DATA SUPPLIED:
((

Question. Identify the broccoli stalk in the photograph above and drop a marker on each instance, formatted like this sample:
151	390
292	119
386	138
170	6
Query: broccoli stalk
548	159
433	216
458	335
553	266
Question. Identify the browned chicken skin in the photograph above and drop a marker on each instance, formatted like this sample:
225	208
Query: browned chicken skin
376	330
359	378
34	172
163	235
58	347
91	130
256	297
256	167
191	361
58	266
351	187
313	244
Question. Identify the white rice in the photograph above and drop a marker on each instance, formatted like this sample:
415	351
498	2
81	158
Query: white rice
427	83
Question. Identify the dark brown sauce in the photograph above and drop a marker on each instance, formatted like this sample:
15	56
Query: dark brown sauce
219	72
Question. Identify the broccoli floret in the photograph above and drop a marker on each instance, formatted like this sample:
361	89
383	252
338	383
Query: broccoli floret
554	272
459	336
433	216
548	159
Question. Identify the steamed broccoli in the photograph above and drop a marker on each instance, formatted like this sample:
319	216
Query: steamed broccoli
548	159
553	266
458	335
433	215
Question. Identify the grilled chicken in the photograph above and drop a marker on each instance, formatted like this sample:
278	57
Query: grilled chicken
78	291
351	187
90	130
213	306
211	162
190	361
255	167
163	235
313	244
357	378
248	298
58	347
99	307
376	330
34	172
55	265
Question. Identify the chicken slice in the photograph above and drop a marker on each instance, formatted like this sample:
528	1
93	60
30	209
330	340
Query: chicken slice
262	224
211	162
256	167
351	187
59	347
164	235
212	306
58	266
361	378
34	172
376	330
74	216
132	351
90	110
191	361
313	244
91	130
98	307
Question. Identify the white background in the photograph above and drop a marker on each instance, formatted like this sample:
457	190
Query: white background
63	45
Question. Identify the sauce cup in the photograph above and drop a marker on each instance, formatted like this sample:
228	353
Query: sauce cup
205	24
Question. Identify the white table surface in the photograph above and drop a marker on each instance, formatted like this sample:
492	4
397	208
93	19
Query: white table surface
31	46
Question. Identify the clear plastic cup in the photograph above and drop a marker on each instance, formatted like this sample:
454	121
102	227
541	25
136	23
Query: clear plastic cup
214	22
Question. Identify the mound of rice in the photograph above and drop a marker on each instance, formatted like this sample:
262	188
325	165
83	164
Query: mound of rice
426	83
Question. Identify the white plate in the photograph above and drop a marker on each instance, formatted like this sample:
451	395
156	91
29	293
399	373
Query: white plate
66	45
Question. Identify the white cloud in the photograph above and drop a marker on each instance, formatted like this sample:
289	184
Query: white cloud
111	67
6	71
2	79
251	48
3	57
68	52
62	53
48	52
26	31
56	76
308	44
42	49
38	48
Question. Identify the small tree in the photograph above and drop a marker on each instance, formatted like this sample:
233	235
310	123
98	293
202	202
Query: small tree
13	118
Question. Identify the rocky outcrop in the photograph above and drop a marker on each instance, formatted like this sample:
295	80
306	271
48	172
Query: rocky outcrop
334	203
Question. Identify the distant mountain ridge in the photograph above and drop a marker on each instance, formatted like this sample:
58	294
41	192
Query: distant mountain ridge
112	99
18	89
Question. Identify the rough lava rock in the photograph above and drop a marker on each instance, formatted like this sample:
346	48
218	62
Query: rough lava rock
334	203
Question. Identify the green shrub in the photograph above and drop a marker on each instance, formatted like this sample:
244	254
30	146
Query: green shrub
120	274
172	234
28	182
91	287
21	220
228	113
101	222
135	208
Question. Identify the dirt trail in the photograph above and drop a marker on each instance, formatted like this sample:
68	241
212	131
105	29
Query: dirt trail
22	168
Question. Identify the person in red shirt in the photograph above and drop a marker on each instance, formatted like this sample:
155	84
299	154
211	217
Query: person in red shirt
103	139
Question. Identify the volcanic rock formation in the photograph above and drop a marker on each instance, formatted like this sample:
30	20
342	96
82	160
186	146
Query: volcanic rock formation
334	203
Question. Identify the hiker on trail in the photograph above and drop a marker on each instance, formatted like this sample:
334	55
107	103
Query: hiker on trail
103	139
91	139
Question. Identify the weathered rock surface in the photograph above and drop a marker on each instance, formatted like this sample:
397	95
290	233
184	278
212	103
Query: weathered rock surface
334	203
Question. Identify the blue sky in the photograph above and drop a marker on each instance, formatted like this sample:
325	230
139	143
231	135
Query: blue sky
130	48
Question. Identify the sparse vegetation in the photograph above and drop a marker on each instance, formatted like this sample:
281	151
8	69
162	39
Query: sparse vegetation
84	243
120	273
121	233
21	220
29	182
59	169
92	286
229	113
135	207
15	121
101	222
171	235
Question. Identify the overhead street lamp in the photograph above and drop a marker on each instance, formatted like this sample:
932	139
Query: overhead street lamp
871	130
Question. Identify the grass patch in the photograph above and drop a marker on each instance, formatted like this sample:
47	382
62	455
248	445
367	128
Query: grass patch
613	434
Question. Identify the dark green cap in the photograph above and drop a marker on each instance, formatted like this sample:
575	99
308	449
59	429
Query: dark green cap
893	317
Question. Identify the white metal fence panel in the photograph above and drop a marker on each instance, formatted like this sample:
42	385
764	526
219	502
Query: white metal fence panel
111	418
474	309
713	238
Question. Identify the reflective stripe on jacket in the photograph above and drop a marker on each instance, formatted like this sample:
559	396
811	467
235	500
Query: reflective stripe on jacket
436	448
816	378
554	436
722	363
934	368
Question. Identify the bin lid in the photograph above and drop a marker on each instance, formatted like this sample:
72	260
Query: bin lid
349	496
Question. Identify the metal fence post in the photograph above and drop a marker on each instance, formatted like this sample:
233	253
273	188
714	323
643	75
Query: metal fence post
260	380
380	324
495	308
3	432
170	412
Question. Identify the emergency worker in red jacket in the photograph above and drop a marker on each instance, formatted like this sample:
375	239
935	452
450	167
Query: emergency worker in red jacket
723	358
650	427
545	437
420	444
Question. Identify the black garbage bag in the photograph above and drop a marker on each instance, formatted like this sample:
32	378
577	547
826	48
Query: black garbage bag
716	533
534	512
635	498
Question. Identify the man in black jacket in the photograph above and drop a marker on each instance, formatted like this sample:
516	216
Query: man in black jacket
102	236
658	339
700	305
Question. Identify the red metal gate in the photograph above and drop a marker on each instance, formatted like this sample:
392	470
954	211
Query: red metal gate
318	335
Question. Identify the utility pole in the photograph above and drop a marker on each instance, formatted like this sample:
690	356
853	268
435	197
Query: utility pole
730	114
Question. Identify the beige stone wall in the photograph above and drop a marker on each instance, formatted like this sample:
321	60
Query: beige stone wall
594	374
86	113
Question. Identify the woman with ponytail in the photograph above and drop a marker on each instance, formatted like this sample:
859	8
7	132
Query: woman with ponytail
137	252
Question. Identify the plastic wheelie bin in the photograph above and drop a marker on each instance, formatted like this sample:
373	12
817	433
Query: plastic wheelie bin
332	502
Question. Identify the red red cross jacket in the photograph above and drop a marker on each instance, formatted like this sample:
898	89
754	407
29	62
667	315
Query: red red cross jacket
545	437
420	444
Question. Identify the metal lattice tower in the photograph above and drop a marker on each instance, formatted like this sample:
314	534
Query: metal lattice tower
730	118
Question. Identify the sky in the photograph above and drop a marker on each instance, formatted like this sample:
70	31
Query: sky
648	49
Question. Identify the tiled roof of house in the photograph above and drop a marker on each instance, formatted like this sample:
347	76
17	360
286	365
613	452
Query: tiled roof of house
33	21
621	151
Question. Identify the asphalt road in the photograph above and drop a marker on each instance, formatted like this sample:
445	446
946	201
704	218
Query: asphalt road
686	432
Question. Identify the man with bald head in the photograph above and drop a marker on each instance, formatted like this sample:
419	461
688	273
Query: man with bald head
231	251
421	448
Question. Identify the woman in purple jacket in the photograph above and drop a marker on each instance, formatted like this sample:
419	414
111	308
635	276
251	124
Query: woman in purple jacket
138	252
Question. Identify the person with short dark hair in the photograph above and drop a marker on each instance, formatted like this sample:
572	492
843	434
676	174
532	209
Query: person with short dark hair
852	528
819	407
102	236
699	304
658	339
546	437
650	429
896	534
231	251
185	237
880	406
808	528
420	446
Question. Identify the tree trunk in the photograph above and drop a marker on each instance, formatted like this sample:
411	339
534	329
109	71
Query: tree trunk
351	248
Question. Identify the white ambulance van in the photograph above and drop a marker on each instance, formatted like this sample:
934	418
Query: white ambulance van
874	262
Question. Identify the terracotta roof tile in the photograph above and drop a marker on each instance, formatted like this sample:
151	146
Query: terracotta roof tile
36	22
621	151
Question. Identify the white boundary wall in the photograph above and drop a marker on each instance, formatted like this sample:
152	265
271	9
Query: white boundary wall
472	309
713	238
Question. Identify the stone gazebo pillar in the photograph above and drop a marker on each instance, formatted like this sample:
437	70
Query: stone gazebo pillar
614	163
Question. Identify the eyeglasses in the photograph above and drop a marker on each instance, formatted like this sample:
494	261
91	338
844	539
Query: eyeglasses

))

SET PROBLEM:
Please quote nothing but the lines from the line with "Question. Identify the tree" through the end of the data above, exactly as written, ends included.

THE ANSWER:
Question. Identify the tree trunk in the photograph above and drop a marker on each instance, formatted like this sample:
411	339
534	329
109	71
Query: tree trunk
351	248
Question. Identify the white ambulance van in the photograph above and drop a marker on each instance, formatted like this sample:
934	418
Query: white ambulance van
874	262
Question. Identify the terracotta roof tile in the photograph above and drop a marker on each instance, formatted like this sample:
151	146
Query: terracotta roof tile
36	22
621	151
Question. Identify the white boundary wall in the photograph above and drop a marker on each instance, formatted like this sample:
152	265
271	9
Query: white boundary wall
472	309
713	238
Question. Identify the stone gazebo pillar in the photograph above and drop a marker on each instance, formatted like this sample:
437	70
Query: stone gazebo pillar
614	163
Question. Identify the eyeglasses in the photograph above and drop a marker on each instance, formatted like this sample:
494	261
91	338
844	539
Query: eyeglasses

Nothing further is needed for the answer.